Extracted data entries:
*** Block opens ***
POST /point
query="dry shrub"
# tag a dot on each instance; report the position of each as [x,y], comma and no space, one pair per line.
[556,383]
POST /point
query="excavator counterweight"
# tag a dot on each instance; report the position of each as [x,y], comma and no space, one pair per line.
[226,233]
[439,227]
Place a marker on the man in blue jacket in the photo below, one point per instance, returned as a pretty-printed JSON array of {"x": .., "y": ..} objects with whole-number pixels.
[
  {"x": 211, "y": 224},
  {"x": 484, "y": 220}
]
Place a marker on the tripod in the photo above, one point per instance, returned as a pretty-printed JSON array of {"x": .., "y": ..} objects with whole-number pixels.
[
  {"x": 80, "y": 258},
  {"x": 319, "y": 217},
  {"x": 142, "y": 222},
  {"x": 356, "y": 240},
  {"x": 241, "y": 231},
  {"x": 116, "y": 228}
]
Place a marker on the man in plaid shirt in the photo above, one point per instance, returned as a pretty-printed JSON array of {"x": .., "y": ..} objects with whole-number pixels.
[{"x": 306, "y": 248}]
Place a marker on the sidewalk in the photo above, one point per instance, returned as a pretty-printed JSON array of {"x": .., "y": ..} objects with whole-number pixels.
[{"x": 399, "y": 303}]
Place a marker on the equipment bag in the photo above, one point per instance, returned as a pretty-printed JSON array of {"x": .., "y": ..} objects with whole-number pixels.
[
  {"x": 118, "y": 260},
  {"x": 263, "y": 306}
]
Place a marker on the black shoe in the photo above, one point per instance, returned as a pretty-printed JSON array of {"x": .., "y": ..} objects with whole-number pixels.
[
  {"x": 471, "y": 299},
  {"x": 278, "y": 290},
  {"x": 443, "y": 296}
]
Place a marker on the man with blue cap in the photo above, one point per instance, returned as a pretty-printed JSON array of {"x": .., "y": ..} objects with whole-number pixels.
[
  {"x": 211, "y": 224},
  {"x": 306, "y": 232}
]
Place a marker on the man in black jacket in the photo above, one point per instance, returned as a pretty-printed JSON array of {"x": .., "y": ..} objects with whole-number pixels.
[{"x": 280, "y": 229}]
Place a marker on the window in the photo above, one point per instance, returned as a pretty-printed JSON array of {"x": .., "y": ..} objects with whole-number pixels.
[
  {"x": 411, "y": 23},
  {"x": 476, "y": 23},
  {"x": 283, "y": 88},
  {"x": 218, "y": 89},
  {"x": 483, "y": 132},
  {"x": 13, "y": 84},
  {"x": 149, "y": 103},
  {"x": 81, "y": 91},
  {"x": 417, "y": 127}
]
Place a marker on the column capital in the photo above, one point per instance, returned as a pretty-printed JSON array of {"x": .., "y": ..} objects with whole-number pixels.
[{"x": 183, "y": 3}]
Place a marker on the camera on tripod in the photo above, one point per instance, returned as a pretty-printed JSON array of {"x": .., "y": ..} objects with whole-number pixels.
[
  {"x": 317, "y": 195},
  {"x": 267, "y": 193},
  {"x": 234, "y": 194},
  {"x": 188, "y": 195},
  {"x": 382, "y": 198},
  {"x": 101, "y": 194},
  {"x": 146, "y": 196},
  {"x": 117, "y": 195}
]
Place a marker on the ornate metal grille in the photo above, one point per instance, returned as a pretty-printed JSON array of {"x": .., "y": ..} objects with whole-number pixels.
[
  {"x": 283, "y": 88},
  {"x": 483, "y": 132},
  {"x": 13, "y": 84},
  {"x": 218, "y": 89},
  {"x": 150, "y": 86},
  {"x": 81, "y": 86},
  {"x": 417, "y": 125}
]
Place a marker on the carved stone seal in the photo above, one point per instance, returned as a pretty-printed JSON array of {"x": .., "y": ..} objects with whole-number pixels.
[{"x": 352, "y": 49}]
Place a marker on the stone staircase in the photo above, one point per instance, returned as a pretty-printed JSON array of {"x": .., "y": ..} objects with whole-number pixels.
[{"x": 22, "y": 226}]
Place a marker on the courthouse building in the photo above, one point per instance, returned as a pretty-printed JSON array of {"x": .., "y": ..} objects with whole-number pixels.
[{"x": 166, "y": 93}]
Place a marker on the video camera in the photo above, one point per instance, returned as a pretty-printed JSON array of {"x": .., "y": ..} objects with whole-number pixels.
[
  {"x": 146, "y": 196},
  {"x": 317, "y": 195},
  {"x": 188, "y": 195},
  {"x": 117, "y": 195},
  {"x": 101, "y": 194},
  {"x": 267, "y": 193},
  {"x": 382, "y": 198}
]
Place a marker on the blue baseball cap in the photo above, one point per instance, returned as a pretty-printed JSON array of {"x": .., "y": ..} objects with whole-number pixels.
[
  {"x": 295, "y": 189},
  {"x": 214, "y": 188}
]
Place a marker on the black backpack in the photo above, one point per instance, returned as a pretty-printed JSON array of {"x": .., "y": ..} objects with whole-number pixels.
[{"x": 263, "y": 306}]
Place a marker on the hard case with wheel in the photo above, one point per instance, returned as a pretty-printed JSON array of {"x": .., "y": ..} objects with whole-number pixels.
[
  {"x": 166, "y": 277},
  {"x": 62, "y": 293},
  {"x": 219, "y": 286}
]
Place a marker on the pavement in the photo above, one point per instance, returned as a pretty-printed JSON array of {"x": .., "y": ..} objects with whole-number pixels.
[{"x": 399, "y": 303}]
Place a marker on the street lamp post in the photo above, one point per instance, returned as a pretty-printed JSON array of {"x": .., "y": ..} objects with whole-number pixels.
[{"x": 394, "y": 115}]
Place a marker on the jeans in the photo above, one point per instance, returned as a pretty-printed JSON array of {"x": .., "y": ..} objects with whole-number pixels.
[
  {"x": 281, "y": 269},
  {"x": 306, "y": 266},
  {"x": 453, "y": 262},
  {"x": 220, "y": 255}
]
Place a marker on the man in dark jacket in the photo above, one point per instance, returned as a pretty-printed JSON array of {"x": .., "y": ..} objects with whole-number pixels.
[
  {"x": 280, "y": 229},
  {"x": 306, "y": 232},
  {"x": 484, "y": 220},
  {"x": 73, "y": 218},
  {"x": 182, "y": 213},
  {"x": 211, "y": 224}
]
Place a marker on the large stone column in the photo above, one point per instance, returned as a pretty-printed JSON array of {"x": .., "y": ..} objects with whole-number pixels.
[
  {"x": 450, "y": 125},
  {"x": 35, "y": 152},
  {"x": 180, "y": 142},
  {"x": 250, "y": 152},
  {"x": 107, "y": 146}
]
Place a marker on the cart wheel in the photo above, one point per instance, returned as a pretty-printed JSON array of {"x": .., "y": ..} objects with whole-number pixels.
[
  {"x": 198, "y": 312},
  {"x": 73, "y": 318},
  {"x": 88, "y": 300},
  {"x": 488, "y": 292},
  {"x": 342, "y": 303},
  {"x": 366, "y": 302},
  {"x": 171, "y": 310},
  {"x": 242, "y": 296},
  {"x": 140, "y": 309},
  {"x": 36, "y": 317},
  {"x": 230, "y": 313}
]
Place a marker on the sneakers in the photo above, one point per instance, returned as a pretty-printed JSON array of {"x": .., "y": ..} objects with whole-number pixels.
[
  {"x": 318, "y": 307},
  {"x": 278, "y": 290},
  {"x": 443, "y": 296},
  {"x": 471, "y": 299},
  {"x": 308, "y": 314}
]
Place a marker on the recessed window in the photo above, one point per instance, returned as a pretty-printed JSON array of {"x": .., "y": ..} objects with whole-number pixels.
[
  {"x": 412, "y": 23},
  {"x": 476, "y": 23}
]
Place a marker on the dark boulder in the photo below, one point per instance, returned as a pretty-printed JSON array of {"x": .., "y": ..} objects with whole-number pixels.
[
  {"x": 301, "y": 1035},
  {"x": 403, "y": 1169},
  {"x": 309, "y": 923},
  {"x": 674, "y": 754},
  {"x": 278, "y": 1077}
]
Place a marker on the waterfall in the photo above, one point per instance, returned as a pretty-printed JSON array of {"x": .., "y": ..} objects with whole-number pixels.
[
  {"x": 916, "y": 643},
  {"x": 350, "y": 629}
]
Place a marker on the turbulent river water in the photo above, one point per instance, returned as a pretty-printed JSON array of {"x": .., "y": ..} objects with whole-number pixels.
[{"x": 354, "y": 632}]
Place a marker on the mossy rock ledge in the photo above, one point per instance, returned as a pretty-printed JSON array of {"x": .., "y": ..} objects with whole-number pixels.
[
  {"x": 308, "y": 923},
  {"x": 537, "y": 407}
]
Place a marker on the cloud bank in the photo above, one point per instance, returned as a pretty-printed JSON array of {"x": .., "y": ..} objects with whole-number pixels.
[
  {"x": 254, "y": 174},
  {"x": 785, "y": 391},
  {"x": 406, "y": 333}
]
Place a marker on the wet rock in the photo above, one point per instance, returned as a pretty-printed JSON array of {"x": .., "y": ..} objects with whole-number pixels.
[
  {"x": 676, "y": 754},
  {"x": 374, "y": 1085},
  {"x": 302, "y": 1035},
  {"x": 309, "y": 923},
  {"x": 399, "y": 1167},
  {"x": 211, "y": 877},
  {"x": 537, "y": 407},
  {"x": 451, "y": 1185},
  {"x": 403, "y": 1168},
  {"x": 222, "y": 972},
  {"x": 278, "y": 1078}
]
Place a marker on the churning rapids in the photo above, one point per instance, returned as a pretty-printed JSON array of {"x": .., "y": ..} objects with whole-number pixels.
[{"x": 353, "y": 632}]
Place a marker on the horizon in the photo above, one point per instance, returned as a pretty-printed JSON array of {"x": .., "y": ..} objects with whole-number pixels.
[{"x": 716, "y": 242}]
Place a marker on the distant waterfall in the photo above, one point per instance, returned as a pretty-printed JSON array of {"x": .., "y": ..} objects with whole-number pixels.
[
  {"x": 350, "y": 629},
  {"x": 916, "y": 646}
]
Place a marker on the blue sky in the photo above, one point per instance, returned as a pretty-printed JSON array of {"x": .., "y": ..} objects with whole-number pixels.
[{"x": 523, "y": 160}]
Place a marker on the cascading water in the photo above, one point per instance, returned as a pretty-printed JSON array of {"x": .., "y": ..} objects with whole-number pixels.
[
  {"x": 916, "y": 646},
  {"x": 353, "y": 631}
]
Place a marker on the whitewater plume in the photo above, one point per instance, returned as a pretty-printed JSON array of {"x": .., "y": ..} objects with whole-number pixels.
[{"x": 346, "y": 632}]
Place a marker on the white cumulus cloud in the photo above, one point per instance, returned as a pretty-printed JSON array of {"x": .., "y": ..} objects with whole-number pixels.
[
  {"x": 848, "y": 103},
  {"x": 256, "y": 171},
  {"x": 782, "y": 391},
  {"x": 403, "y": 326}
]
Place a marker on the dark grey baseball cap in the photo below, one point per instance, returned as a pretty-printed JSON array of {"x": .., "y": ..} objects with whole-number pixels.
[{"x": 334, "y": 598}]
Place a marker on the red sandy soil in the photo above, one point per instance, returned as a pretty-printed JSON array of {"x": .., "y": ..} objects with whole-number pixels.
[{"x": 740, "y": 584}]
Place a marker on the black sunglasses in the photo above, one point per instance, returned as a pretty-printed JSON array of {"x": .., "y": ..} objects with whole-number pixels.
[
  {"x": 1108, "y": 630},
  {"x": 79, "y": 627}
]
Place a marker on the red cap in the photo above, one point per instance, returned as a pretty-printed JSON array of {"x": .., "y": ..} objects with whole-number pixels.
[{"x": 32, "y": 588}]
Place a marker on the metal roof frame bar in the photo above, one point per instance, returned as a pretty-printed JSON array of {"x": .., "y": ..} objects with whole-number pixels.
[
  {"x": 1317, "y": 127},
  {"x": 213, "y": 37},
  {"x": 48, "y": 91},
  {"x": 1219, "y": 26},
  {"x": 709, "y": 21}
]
*** Block closes ***
Work request: Look through the entries above, and wherever a line holds the string "query", copy it.

Written response:
query="dry shrub"
query="excavator counterweight"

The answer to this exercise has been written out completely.